Dataset entries
+++
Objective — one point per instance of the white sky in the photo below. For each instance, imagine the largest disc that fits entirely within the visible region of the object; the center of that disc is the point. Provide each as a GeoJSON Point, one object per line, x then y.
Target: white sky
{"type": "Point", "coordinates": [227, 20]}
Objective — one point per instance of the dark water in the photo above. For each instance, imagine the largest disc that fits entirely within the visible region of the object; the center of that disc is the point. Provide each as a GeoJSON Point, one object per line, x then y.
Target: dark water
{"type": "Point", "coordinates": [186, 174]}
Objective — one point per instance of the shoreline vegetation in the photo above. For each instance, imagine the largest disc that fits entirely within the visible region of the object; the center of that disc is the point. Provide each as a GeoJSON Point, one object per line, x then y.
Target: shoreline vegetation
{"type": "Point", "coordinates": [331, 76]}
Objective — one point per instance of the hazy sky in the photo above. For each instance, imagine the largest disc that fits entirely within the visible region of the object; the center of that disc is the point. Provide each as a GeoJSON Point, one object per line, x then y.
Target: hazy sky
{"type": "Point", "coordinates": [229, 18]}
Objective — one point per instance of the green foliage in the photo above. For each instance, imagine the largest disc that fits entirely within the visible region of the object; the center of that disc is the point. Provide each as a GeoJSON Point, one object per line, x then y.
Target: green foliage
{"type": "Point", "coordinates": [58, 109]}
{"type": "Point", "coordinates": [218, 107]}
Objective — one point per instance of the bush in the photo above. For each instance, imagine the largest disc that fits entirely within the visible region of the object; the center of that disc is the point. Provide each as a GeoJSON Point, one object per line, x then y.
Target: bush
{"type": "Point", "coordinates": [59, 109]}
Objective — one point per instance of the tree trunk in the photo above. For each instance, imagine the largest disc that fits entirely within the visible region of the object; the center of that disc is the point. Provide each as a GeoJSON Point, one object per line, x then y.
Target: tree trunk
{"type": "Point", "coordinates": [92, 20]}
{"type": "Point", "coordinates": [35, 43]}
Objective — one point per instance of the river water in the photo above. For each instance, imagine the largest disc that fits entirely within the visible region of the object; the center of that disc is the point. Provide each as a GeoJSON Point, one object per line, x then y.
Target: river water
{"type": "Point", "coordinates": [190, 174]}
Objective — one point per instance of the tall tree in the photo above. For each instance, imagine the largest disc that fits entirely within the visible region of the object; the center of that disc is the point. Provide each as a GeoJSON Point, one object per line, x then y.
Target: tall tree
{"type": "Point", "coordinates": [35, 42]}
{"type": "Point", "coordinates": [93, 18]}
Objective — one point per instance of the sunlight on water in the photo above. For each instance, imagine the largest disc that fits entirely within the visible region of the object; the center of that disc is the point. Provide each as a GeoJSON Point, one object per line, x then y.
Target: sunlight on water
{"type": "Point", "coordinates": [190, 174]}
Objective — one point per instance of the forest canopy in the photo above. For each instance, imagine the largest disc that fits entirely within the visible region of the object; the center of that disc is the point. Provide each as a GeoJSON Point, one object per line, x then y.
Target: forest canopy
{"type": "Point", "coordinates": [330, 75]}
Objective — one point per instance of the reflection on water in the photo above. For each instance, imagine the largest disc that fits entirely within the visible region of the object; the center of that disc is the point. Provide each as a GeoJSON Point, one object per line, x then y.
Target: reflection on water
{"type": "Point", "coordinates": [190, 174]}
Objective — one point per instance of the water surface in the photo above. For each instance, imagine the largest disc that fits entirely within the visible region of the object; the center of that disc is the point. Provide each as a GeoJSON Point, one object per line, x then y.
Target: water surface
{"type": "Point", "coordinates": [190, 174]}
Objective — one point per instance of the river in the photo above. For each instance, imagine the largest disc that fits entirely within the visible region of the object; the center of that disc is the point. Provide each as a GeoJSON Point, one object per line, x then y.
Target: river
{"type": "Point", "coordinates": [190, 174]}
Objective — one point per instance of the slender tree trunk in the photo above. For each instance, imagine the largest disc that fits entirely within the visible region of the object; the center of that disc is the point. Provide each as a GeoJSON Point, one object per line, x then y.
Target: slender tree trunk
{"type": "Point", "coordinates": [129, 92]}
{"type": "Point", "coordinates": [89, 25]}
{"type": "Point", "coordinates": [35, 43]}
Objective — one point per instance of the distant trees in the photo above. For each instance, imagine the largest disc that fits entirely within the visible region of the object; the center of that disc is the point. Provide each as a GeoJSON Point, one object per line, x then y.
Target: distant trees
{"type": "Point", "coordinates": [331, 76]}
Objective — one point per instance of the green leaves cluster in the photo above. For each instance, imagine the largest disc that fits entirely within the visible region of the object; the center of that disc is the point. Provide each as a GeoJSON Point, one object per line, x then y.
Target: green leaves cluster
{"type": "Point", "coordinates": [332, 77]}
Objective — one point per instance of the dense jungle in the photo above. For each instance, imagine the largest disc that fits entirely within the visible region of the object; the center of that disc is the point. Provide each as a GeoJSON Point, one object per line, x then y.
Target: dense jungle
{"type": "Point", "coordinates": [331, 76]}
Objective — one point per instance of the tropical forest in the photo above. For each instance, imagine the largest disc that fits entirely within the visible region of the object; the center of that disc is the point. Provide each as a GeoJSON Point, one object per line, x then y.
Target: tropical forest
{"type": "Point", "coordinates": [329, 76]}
+++
* Brief:
Rewrite the part of the material that opens with the line containing "Objective — one point per instance of the dense" and runs to the end of the material, requests included, adding 138 to every coordinate in the answers.

* Reply to the exercise:
Objective — one point per instance of the dense jungle in the photo above. For each instance, imagine the largest disc that fits entirely within the visible region of the object; the center of that disc is the point. Provide each as a GeoJSON Point, one object per line, x then y.
Target: dense jungle
{"type": "Point", "coordinates": [469, 214]}
Objective — one point per instance of the tropical forest in the photo above. For each instance, imagine the largest disc that fits entirely within the visible region of the object; the center of that disc is the point. Provide each as a GeoJSON Point, one object per line, x then y.
Target: tropical forest
{"type": "Point", "coordinates": [467, 214]}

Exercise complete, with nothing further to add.